# [Exercise directions]
Reproduce the data starting at the line that contains "I'd appreciate your help finding the nose" and ending at the line that contains "[311,288,338,331]", both included, and output only those lines. Leave all wording unchanged, but multiply each coordinate in the answers by 1.55 and round it to a whole number, rounding halves up.

# [Listing]
(begin)
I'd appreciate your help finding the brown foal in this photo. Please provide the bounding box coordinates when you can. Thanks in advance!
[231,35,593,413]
(end)
(begin)
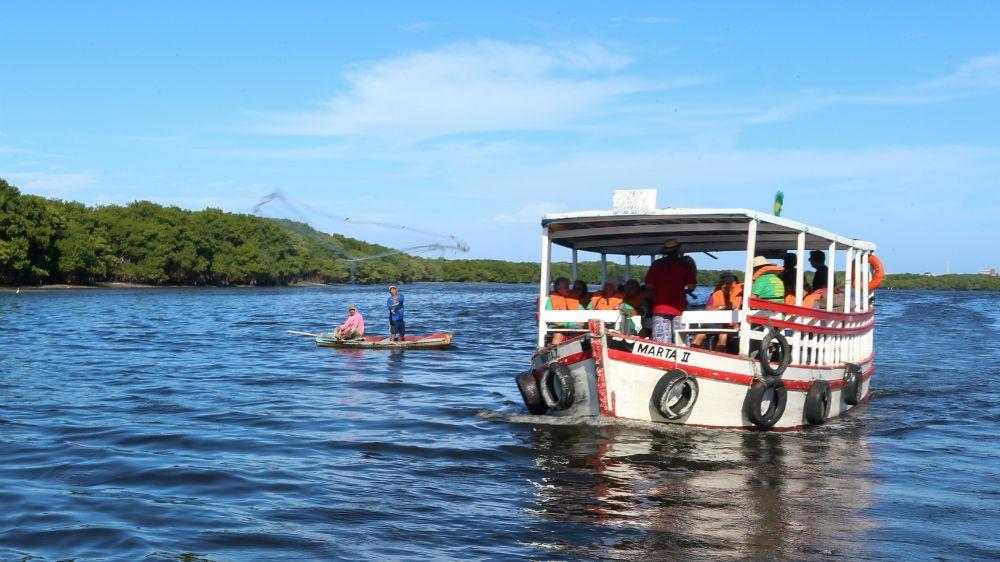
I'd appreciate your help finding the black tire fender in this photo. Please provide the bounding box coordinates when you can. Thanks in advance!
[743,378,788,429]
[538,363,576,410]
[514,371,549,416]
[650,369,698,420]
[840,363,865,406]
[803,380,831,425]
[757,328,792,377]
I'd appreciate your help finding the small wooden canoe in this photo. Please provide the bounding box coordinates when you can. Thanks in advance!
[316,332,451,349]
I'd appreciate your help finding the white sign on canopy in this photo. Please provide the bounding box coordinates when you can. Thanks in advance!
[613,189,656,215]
(end)
(begin)
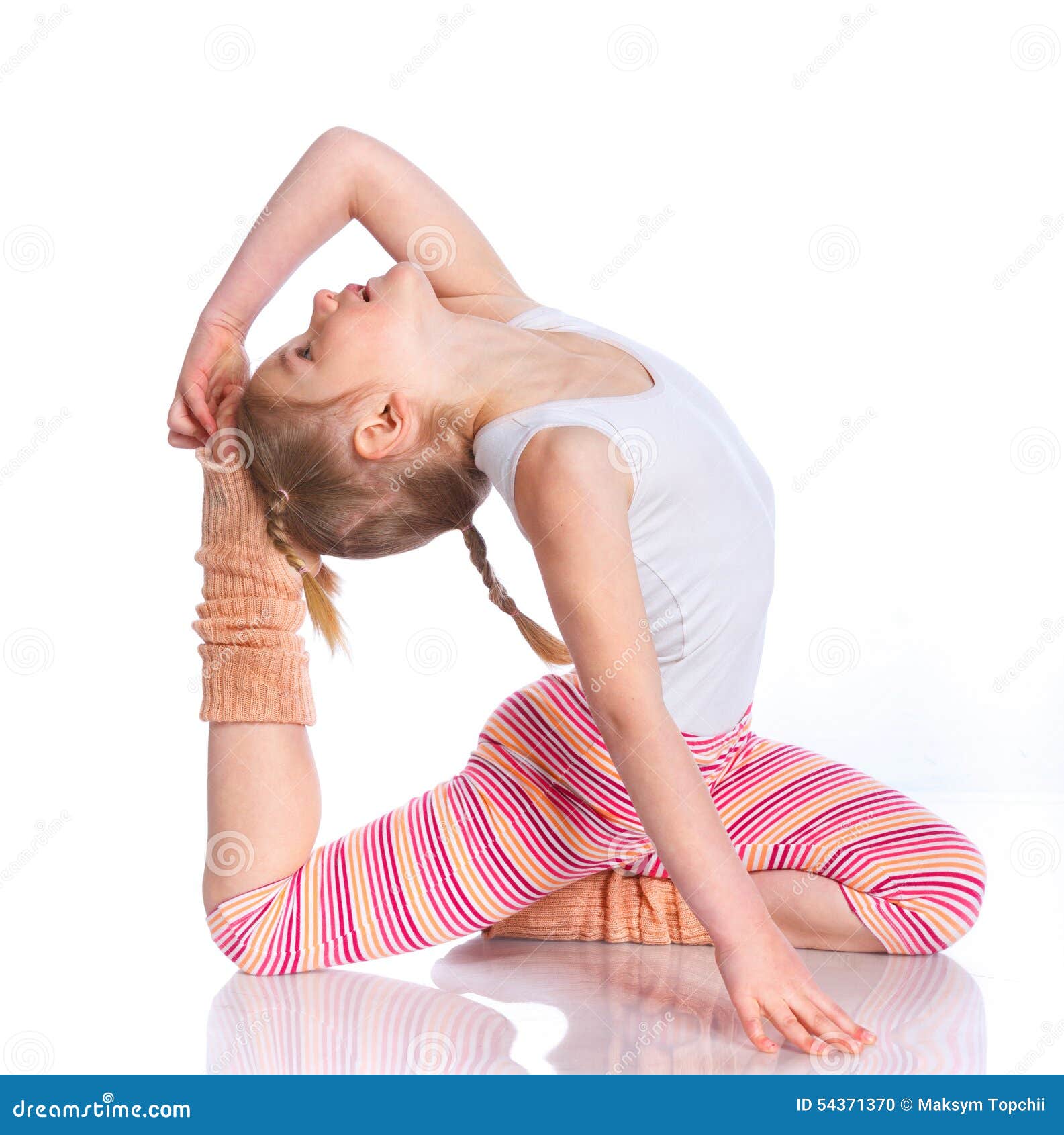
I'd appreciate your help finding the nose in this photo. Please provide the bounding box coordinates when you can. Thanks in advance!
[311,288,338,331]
(end)
# [Output for this exercise]
I'd appreciate your help finding the nose in this photo. Please provide the bounding box coordinates when you can. Thanks in advance!
[482,446,524,513]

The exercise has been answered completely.